━━━ SOURCE DATA ━━━

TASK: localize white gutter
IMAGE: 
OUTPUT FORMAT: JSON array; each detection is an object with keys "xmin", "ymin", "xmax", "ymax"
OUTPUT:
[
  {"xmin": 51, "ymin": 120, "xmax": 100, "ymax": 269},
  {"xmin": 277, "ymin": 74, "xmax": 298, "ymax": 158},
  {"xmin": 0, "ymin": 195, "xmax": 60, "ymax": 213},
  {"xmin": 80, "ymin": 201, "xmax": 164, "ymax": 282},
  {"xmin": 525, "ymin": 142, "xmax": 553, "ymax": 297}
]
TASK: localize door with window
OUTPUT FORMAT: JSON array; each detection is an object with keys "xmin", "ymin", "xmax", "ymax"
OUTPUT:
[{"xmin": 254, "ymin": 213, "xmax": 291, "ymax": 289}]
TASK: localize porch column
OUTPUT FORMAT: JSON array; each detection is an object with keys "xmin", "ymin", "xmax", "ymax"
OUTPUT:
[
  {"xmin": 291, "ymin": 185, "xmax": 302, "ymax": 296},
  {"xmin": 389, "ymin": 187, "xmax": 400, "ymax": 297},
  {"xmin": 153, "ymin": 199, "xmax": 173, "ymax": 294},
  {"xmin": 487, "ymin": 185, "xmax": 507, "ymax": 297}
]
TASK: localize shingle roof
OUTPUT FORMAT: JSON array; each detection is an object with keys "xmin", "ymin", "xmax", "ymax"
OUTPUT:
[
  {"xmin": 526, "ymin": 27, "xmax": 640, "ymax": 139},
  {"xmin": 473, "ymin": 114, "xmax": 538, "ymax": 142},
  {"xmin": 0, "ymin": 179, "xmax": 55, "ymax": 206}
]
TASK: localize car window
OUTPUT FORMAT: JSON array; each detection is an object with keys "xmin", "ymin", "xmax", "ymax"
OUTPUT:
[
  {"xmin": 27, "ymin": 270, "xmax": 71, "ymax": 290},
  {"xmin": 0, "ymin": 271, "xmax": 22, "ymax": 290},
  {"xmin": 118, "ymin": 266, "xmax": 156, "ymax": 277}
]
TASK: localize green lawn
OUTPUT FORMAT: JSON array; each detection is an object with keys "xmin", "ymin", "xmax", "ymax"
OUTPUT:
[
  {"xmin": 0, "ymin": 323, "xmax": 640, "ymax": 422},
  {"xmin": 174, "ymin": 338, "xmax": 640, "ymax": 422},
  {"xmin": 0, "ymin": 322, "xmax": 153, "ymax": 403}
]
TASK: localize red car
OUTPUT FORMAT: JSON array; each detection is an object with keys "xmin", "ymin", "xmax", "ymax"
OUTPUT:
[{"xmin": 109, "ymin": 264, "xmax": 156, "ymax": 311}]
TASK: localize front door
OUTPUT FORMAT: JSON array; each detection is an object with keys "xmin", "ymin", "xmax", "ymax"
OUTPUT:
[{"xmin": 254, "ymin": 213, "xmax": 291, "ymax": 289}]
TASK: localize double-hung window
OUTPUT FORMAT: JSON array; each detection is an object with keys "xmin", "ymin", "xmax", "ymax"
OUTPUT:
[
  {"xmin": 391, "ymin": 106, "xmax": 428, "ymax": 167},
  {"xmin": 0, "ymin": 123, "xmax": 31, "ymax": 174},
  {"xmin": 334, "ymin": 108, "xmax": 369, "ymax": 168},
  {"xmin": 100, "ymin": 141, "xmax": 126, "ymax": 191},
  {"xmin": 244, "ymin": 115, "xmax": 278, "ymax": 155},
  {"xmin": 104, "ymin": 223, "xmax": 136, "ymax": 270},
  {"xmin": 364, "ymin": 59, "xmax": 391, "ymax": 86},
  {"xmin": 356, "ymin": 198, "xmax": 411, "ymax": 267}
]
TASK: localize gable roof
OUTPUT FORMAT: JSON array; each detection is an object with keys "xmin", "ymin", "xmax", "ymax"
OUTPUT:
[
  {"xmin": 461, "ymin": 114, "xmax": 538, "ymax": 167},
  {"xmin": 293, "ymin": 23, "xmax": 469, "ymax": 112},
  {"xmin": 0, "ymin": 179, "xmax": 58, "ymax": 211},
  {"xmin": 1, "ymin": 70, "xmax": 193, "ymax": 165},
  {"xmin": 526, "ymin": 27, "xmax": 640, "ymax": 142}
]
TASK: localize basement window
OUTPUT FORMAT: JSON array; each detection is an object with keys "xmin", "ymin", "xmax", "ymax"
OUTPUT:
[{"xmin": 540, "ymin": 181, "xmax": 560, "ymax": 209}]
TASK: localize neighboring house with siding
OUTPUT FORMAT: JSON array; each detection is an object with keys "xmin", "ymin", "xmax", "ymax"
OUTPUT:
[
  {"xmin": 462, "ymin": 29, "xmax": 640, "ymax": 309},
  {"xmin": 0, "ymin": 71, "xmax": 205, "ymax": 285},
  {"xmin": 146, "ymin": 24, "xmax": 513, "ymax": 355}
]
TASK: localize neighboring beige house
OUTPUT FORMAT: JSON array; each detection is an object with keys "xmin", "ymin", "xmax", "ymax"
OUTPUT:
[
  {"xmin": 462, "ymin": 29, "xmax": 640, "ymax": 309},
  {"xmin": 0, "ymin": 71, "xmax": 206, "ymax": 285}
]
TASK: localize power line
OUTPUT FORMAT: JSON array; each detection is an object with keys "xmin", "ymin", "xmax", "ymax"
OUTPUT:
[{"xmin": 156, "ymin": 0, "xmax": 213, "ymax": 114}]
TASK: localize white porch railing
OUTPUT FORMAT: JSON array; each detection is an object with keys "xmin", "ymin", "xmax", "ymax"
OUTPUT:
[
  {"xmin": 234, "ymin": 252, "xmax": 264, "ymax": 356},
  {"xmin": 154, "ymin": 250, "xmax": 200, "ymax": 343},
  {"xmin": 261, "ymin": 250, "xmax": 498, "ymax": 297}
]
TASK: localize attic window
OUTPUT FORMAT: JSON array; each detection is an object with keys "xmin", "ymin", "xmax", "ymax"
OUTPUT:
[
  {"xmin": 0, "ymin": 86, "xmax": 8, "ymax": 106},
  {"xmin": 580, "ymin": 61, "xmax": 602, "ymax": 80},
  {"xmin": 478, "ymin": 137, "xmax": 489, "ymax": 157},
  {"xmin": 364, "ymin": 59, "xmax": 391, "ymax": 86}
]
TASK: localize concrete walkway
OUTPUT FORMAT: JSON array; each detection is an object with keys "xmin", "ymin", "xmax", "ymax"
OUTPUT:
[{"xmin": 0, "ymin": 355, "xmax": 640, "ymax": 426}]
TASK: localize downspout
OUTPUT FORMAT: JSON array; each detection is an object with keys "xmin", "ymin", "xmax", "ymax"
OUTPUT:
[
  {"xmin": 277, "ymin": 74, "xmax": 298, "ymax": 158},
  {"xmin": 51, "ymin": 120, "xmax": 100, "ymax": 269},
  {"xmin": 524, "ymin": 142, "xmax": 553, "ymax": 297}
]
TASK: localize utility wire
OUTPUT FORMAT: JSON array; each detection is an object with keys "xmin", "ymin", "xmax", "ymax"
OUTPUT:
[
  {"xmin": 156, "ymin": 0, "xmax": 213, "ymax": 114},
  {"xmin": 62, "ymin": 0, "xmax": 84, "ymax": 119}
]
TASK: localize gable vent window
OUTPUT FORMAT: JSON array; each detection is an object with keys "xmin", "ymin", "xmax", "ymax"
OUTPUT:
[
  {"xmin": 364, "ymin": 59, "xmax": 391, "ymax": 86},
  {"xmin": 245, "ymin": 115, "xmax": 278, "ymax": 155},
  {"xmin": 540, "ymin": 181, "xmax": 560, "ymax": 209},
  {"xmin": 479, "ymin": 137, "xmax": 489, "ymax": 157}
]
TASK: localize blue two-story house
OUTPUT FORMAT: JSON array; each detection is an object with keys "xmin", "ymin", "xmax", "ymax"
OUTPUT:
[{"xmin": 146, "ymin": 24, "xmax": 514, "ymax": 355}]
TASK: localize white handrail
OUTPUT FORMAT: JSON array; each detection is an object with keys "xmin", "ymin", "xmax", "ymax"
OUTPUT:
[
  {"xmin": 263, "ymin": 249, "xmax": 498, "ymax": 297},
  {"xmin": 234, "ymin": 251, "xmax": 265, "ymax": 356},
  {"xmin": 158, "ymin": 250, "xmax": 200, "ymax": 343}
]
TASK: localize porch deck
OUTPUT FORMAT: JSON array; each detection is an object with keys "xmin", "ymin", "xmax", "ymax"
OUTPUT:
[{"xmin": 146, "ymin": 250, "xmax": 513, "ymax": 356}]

━━━

Rewrite the part of the entries that opens with the line containing "TASK: localize white handrail" and runs through the end of the entries, swapping "handrail" for "railing" and keeping everything else the same.

RESULT OF THE TASK ->
TASK: localize white railing
OUTPUT FORMAT: JSON array; each detection is an object with keys "xmin", "ymin", "xmax", "ymax"
OUTPUT:
[
  {"xmin": 263, "ymin": 249, "xmax": 498, "ymax": 297},
  {"xmin": 234, "ymin": 251, "xmax": 265, "ymax": 356},
  {"xmin": 158, "ymin": 250, "xmax": 200, "ymax": 343}
]
TASK: localize porch deck
OUTPUT FORMAT: JSON array; each detection is an object with keys "xmin", "ymin", "xmax", "ymax"
OUTPUT:
[{"xmin": 146, "ymin": 250, "xmax": 513, "ymax": 356}]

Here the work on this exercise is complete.